## TEXT SHOWN
Thursday, September 10, 2009

Future Darwinism- The Lamarckian Landscape

There is an elephant in the Darwinian room and that elephant is named ‘Lamarck’. The mechanisms of traditional evolutionary Darwinism are now being rewritten and in the process raise again the spectre of the Lamarckian paradigm.

This alternate route to evolutionary selection, initially pioneered by Jean-Baptiste Lamarck in 1800, has much to offer science and civilisation.

Standard Darwinism places its adaptive bets on two processes- the recombination and mutation of genetic information. But the time taken to achieve adaptation in times of rapid change, such as today’s global warming, is just too slow to enable organisms to survive.

Nature has therefore taken a shortcut.

The search for the full majesty of the processes guiding evolution has dramatically advanced over the last decade, with an emerging understanding of the multilayered controls of gene expression and direct feedback from the wider environment. These complex intertwined multi-layered processes can be best understood in terms of networked patterns, invoking information, systems and graph theory. They have now exposed a whole new post Darwinian roadmap for researchers.

Accelerated adaptation is quite readily accepted in behavioural and cultural evolution. It is recognised that changes in the social landscape can provide almost immediate feedback to humans and institutions allowing them to flexibly and efficiently alter their responses to new situations.

The process of a frog needing to adapt to temperature rises in its traditional habitat, caused by global warming and GM needing to respond to consumer pressure for more fuel efficient cars, are in fact identical. They both depend on the system sensing information signals from its environment- natural or social- and then modifying its behaviour to best fit the environment’s demands; maximising the odds of its survival.

This is similar to the Lamarck’s thesis, which suggested that direct feedback from the environment could play an active role in altering an animal’s future genetic traits. But until recently the mechanisms enabling this type of fast track response were neither understood nor accepted by mainstream biologists.

The process of natural system evolution has evolved several biological mechanisms for fast tracking itself- via transposon editing and epigenetic inheritance.

Transposons are short sequences of DNA that contain their own promoters enabling them to position next to a host gene and alter its activity. This provides genomes with the capability to engineer themselves by moving around, cutting and pasting themselves into different parts of the genome and allowing evolution to proceed faster than by random mutation.

There are 13,000 human genes associated with transposons, including rapidly evolving genes such as those responsible for the immune system. Transposons can alter the course of evolution by altering the expression of genes and also the structure of proteins. For example, cells can produce either the altered protein or a normal backup, allowing evolutionary experimentation by shuffling the building blocks around.

The host organism is forced to build immunity to transposons in a competitive cycle, which drives increasing complexity. The spin-off may have been the evolution of the DNA methylation process to suppress transposons but also allow them to silence their own genes. This allows either maternal or paternal genes to be turned off in the developing embryo in a process known as imprinting. It also ensures that only one of two x chromosomes in females is active.

Epigenetic inheritance through gene silencing, provides a way for populations of animals to quickly adapt to their environment, creating a fast track supplement to Darwinian selection. There is also now evidence that epigenetic changes can pass from one generation of mammals to the next. Two genes in mice had been methylated and the offspring also had both genes methylated and switched off. A gene can therefore be defined by both its DNA sequence and epigenetic instructions or degree of methylation.

## DATA EXCERPTS

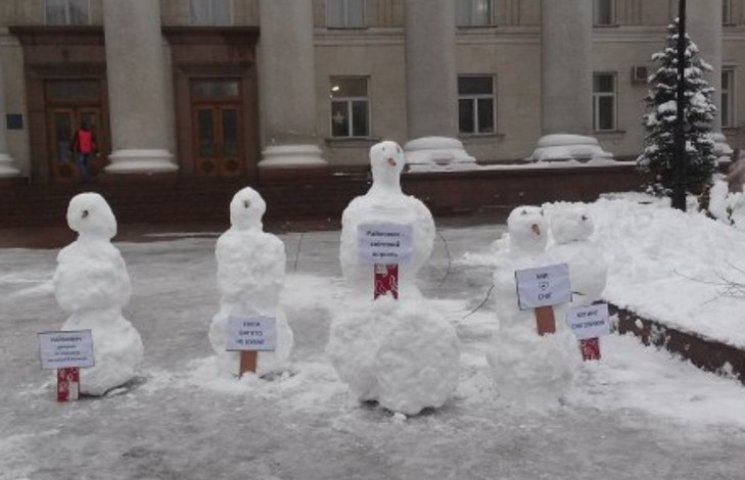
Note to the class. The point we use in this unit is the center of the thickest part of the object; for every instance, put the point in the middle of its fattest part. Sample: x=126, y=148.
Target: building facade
x=228, y=88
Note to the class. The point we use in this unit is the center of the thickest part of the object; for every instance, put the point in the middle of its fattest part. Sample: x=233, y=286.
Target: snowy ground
x=639, y=414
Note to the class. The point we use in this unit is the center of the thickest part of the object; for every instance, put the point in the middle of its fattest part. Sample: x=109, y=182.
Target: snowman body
x=250, y=278
x=92, y=284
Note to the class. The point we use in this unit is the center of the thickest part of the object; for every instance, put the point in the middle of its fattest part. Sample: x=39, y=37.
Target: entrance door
x=217, y=120
x=62, y=125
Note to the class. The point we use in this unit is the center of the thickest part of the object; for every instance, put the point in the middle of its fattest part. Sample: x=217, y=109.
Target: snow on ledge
x=564, y=147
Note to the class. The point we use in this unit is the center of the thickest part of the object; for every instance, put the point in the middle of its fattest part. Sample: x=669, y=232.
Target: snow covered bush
x=659, y=121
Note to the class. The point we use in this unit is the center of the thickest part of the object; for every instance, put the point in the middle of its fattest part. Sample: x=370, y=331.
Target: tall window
x=211, y=12
x=604, y=12
x=728, y=98
x=345, y=13
x=476, y=104
x=727, y=17
x=67, y=12
x=604, y=101
x=350, y=107
x=475, y=13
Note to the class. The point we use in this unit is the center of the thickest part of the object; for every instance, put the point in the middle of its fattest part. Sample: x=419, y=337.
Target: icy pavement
x=639, y=414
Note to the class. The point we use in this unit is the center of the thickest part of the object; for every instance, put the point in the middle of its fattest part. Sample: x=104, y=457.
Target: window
x=67, y=12
x=211, y=12
x=476, y=104
x=728, y=98
x=345, y=13
x=350, y=107
x=727, y=17
x=604, y=101
x=604, y=12
x=475, y=13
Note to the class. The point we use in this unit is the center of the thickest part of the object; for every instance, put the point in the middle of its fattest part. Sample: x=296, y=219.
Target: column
x=6, y=161
x=704, y=26
x=432, y=84
x=566, y=83
x=136, y=76
x=287, y=85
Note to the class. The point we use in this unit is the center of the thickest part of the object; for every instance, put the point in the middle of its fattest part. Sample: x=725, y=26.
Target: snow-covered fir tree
x=658, y=156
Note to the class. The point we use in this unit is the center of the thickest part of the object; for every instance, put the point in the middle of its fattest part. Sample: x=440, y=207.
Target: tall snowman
x=92, y=284
x=402, y=353
x=250, y=277
x=529, y=370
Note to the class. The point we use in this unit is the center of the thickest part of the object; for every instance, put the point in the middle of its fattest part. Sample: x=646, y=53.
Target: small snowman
x=528, y=369
x=572, y=228
x=250, y=278
x=385, y=203
x=403, y=354
x=92, y=284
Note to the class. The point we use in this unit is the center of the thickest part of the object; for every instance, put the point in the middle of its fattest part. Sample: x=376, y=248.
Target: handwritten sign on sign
x=72, y=349
x=589, y=322
x=385, y=243
x=252, y=333
x=543, y=286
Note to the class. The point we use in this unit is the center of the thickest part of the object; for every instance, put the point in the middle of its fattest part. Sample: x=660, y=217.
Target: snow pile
x=92, y=284
x=250, y=277
x=404, y=355
x=532, y=370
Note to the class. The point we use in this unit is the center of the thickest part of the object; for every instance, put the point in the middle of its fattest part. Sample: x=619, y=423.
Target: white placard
x=385, y=243
x=543, y=286
x=66, y=349
x=589, y=322
x=252, y=333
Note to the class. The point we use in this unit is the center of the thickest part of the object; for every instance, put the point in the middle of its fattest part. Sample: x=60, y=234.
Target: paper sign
x=589, y=322
x=252, y=333
x=66, y=349
x=384, y=243
x=544, y=286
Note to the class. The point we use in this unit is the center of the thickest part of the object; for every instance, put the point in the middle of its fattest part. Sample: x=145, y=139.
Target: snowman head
x=247, y=209
x=571, y=224
x=90, y=216
x=526, y=226
x=387, y=162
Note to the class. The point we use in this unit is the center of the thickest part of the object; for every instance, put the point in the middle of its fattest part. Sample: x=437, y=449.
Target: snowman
x=528, y=369
x=571, y=228
x=250, y=278
x=92, y=284
x=402, y=354
x=385, y=203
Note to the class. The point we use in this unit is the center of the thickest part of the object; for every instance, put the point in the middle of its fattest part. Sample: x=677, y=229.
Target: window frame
x=613, y=18
x=474, y=99
x=68, y=16
x=731, y=95
x=472, y=21
x=349, y=101
x=211, y=20
x=596, y=96
x=346, y=23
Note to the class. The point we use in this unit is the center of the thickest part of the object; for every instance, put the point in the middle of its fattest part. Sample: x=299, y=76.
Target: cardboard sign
x=385, y=243
x=543, y=286
x=66, y=349
x=252, y=333
x=589, y=322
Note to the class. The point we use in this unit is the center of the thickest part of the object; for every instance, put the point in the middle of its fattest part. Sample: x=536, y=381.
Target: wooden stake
x=68, y=384
x=545, y=320
x=386, y=280
x=590, y=349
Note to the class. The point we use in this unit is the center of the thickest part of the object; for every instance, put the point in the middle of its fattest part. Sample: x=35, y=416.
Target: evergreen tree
x=658, y=156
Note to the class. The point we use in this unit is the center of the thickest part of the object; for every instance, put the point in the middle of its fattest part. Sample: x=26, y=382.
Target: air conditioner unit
x=639, y=74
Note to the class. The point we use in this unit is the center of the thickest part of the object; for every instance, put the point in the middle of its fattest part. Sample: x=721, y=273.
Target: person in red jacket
x=83, y=146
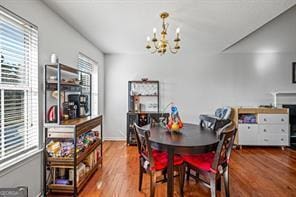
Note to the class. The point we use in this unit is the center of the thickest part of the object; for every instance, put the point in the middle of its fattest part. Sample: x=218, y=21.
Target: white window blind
x=88, y=65
x=18, y=86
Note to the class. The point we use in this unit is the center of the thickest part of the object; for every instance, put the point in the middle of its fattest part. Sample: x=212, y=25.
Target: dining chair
x=210, y=123
x=214, y=164
x=152, y=161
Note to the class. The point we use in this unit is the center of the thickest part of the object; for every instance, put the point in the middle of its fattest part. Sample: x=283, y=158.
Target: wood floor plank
x=254, y=172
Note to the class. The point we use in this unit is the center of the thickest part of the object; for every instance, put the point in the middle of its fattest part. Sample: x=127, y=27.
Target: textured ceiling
x=121, y=26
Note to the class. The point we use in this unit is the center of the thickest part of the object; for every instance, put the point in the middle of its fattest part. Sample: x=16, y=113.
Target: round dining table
x=192, y=139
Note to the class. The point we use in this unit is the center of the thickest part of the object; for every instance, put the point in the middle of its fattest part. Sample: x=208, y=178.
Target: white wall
x=55, y=36
x=196, y=84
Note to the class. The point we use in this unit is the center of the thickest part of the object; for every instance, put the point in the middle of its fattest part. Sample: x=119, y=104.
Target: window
x=18, y=87
x=88, y=65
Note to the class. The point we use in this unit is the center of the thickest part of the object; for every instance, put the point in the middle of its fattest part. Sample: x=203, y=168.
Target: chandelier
x=162, y=45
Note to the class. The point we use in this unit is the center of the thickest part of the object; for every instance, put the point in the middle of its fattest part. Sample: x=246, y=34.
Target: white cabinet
x=270, y=130
x=273, y=118
x=248, y=134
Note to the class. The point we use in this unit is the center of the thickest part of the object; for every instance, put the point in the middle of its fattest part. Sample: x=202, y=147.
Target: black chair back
x=224, y=147
x=143, y=143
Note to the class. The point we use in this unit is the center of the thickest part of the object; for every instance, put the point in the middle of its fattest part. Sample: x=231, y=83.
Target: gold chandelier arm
x=155, y=45
x=171, y=50
x=153, y=51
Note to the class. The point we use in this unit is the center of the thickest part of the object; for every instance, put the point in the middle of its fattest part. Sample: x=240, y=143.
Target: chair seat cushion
x=200, y=161
x=161, y=160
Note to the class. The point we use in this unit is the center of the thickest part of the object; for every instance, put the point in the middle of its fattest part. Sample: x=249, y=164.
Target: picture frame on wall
x=294, y=72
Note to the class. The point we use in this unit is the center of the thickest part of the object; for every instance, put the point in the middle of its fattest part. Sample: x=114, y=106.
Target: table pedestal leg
x=170, y=186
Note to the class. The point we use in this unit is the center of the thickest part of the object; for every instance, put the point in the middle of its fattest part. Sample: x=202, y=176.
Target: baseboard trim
x=114, y=139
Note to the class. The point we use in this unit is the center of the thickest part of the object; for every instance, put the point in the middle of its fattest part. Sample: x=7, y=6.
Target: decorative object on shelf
x=294, y=72
x=143, y=96
x=141, y=119
x=54, y=59
x=163, y=45
x=73, y=153
x=53, y=114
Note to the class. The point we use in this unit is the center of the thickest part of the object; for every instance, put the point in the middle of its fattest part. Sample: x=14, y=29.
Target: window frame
x=95, y=86
x=28, y=89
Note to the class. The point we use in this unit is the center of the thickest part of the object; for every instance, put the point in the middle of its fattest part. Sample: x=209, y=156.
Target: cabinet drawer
x=282, y=129
x=247, y=134
x=273, y=118
x=273, y=140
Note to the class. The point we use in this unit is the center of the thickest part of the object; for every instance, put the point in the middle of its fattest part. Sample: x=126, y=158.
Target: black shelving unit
x=61, y=80
x=140, y=112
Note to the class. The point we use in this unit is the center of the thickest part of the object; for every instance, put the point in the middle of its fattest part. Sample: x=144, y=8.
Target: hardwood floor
x=253, y=172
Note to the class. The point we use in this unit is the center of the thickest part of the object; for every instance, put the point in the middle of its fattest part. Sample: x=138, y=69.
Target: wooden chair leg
x=213, y=185
x=140, y=177
x=218, y=184
x=226, y=181
x=152, y=184
x=196, y=176
x=181, y=179
x=187, y=173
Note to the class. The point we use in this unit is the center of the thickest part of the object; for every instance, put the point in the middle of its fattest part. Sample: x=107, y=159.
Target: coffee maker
x=81, y=101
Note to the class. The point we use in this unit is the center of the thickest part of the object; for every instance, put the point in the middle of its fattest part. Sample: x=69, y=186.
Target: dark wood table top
x=191, y=139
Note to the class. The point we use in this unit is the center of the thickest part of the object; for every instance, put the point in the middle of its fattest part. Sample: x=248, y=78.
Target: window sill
x=18, y=161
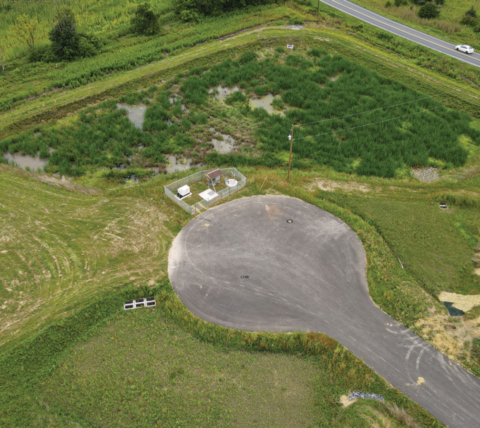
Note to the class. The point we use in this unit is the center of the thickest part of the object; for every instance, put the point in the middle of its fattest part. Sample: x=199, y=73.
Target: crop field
x=79, y=239
x=355, y=120
x=109, y=21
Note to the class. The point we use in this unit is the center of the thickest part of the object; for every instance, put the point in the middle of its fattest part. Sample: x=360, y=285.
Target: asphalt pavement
x=404, y=31
x=244, y=266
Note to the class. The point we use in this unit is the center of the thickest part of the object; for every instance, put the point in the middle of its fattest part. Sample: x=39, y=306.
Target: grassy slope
x=174, y=378
x=145, y=193
x=62, y=103
x=64, y=247
x=92, y=383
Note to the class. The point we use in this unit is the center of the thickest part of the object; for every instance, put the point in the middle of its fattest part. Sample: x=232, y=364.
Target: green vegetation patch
x=435, y=245
x=173, y=379
x=354, y=120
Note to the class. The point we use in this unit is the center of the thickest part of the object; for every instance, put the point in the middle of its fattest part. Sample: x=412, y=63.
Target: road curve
x=404, y=31
x=242, y=265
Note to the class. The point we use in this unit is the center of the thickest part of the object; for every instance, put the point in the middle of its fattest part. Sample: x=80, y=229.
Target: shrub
x=64, y=36
x=145, y=21
x=236, y=97
x=471, y=12
x=194, y=10
x=428, y=11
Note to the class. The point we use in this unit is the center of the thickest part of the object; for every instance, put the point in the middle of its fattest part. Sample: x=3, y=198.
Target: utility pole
x=290, y=137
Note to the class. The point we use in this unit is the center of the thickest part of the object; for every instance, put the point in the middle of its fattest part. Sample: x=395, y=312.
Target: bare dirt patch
x=464, y=303
x=448, y=335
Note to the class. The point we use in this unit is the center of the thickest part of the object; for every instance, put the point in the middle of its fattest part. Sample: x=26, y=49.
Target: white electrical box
x=183, y=191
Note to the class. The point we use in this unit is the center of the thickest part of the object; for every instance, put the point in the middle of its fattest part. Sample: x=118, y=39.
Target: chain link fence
x=172, y=188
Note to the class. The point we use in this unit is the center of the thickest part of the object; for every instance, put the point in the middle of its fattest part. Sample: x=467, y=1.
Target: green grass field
x=73, y=250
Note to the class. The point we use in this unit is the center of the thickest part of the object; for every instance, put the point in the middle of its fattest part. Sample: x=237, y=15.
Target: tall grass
x=355, y=120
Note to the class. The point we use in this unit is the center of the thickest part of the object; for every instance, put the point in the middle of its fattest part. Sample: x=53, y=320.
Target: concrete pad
x=243, y=265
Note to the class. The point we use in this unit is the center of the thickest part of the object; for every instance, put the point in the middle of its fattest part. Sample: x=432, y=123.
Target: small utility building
x=213, y=176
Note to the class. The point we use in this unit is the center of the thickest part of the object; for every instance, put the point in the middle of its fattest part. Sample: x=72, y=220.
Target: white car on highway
x=464, y=48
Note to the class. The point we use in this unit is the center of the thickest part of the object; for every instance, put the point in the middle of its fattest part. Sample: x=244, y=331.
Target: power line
x=369, y=111
x=368, y=124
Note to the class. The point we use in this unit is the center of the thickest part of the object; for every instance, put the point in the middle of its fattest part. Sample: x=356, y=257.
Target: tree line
x=67, y=42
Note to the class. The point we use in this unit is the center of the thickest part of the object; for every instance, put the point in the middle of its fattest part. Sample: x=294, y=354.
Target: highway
x=404, y=31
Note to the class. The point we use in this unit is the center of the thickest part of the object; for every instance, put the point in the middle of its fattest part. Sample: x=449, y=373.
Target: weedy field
x=69, y=365
x=82, y=245
x=347, y=117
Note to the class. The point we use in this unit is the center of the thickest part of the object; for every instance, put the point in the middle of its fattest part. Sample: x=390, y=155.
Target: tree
x=26, y=31
x=471, y=12
x=2, y=55
x=428, y=10
x=64, y=36
x=145, y=21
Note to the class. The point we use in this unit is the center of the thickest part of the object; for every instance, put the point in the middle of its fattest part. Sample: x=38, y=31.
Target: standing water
x=136, y=114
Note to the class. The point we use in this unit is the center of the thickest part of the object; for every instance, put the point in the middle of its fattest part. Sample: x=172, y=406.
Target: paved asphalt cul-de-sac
x=242, y=265
x=408, y=33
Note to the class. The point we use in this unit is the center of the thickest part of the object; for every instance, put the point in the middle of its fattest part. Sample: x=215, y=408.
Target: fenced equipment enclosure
x=229, y=173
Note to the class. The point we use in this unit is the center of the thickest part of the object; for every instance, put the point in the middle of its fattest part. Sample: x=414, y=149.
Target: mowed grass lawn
x=436, y=246
x=142, y=370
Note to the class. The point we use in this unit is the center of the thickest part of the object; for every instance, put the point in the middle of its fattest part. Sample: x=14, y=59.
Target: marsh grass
x=358, y=122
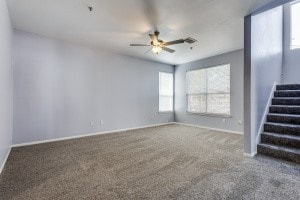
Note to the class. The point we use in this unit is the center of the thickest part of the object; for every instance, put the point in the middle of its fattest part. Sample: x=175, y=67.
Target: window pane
x=165, y=92
x=218, y=79
x=295, y=26
x=218, y=104
x=196, y=103
x=165, y=103
x=196, y=81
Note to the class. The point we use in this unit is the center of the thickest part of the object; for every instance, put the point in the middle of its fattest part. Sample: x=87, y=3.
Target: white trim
x=87, y=135
x=250, y=155
x=210, y=128
x=264, y=118
x=5, y=159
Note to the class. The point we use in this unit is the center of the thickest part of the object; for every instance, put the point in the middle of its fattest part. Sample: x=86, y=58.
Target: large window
x=165, y=92
x=208, y=90
x=295, y=25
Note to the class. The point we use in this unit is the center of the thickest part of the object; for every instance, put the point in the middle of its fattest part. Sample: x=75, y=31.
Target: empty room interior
x=149, y=99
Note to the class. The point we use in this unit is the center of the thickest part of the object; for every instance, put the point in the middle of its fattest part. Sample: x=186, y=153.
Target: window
x=165, y=92
x=208, y=90
x=295, y=26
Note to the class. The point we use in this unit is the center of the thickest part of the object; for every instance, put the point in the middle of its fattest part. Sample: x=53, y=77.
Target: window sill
x=210, y=115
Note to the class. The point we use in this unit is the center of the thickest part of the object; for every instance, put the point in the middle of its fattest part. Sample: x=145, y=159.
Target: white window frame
x=159, y=95
x=206, y=113
x=292, y=46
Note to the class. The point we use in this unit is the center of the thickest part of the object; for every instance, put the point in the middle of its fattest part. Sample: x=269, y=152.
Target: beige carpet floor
x=166, y=162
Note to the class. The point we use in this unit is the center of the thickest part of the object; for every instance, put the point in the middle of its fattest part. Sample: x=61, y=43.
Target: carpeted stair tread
x=285, y=153
x=283, y=118
x=284, y=109
x=289, y=129
x=288, y=87
x=286, y=101
x=281, y=140
x=287, y=93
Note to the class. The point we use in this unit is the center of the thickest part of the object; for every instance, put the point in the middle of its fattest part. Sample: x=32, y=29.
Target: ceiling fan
x=159, y=45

## ASSIGNMENT
According to the text on Lamarck and Darwinism, how many human genes are associated with transposons? The listing bears no relation to the text on Lamarck and Darwinism.

## RESPONSE AREA
13,000